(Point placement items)
########################################

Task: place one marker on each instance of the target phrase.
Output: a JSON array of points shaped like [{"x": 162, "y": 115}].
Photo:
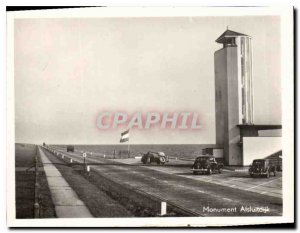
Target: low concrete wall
[{"x": 259, "y": 148}]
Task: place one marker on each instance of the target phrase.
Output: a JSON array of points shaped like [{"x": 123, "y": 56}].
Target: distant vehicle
[
  {"x": 206, "y": 164},
  {"x": 70, "y": 148},
  {"x": 155, "y": 157},
  {"x": 262, "y": 167}
]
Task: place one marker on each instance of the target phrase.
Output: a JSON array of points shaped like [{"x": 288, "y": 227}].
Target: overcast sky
[{"x": 69, "y": 70}]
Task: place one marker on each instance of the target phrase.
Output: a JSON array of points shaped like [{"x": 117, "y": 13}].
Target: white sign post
[
  {"x": 84, "y": 156},
  {"x": 163, "y": 208}
]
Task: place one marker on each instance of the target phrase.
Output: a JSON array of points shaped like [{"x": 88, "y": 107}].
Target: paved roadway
[{"x": 227, "y": 194}]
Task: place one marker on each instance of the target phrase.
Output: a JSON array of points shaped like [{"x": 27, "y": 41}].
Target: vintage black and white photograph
[{"x": 172, "y": 115}]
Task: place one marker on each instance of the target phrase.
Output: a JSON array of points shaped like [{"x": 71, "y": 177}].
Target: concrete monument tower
[{"x": 233, "y": 93}]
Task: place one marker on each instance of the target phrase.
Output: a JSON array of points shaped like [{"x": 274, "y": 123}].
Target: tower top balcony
[{"x": 228, "y": 38}]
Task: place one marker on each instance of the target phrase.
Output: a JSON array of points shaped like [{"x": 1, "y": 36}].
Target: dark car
[
  {"x": 70, "y": 148},
  {"x": 206, "y": 165},
  {"x": 262, "y": 167},
  {"x": 154, "y": 157}
]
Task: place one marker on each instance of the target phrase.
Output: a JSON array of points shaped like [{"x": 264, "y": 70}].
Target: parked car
[
  {"x": 262, "y": 167},
  {"x": 70, "y": 148},
  {"x": 156, "y": 157},
  {"x": 206, "y": 165}
]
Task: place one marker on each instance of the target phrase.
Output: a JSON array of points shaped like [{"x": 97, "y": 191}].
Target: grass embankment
[
  {"x": 99, "y": 204},
  {"x": 136, "y": 203},
  {"x": 25, "y": 184}
]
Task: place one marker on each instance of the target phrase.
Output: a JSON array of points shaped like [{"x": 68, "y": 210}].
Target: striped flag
[{"x": 125, "y": 136}]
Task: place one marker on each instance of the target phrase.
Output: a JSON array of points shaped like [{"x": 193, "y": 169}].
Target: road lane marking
[{"x": 262, "y": 184}]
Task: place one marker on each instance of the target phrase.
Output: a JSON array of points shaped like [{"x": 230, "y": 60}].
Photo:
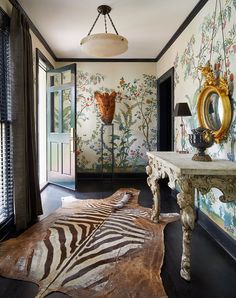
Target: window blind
[{"x": 6, "y": 171}]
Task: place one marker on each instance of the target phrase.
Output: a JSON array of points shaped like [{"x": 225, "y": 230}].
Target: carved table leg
[
  {"x": 152, "y": 182},
  {"x": 185, "y": 200}
]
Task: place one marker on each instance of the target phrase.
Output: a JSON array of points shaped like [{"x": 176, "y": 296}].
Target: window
[{"x": 6, "y": 155}]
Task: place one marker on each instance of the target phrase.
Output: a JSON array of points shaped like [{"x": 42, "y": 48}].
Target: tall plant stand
[{"x": 107, "y": 146}]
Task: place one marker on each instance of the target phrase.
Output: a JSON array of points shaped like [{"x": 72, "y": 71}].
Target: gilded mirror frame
[{"x": 219, "y": 87}]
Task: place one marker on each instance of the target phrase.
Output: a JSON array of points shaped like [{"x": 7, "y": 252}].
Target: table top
[{"x": 183, "y": 164}]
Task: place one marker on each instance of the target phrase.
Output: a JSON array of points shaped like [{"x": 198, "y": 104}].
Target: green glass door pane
[
  {"x": 55, "y": 104},
  {"x": 66, "y": 110},
  {"x": 66, "y": 77}
]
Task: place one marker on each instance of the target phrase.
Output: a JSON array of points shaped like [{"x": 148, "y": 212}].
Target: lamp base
[{"x": 199, "y": 157}]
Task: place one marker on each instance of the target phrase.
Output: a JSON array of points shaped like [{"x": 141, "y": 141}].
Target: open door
[{"x": 61, "y": 132}]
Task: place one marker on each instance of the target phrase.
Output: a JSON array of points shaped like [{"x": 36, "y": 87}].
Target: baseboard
[
  {"x": 110, "y": 176},
  {"x": 7, "y": 228},
  {"x": 222, "y": 238}
]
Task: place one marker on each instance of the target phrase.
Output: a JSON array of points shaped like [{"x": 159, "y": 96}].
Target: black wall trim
[
  {"x": 6, "y": 228},
  {"x": 182, "y": 27},
  {"x": 190, "y": 17},
  {"x": 16, "y": 4},
  {"x": 105, "y": 176},
  {"x": 223, "y": 239},
  {"x": 168, "y": 74},
  {"x": 105, "y": 60}
]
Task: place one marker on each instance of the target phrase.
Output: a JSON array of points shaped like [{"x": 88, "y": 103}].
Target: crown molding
[
  {"x": 182, "y": 27},
  {"x": 105, "y": 60},
  {"x": 16, "y": 4}
]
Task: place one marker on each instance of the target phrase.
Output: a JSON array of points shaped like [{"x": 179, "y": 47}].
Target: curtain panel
[
  {"x": 6, "y": 179},
  {"x": 26, "y": 183}
]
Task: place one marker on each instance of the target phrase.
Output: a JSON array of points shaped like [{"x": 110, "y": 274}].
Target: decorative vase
[
  {"x": 106, "y": 103},
  {"x": 201, "y": 138}
]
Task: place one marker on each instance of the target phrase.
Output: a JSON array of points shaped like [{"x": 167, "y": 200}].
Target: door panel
[{"x": 62, "y": 126}]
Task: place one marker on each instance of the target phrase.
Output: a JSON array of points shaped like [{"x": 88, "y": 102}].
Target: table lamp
[{"x": 182, "y": 110}]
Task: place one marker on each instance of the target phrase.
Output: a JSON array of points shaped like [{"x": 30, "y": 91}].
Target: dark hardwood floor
[{"x": 213, "y": 270}]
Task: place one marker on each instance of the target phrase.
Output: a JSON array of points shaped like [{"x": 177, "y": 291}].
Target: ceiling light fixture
[{"x": 104, "y": 44}]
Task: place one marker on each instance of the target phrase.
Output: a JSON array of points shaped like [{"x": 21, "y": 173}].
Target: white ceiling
[{"x": 147, "y": 24}]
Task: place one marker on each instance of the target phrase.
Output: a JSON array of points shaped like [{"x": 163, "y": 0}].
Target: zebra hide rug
[{"x": 91, "y": 248}]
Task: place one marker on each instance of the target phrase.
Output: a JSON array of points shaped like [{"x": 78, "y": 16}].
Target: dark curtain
[{"x": 26, "y": 183}]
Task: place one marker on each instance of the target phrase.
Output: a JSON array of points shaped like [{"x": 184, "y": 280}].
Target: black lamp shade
[{"x": 182, "y": 109}]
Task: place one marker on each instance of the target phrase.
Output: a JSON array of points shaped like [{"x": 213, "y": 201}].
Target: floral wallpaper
[
  {"x": 204, "y": 42},
  {"x": 134, "y": 124}
]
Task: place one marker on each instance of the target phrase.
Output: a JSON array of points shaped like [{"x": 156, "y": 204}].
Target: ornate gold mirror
[{"x": 214, "y": 107}]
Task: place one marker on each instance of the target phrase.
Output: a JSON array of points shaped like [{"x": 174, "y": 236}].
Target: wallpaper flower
[{"x": 134, "y": 124}]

########################################

### Objective
State how many lines of the items above contain the word "dark". Give only the number.

### Answer to this problem
3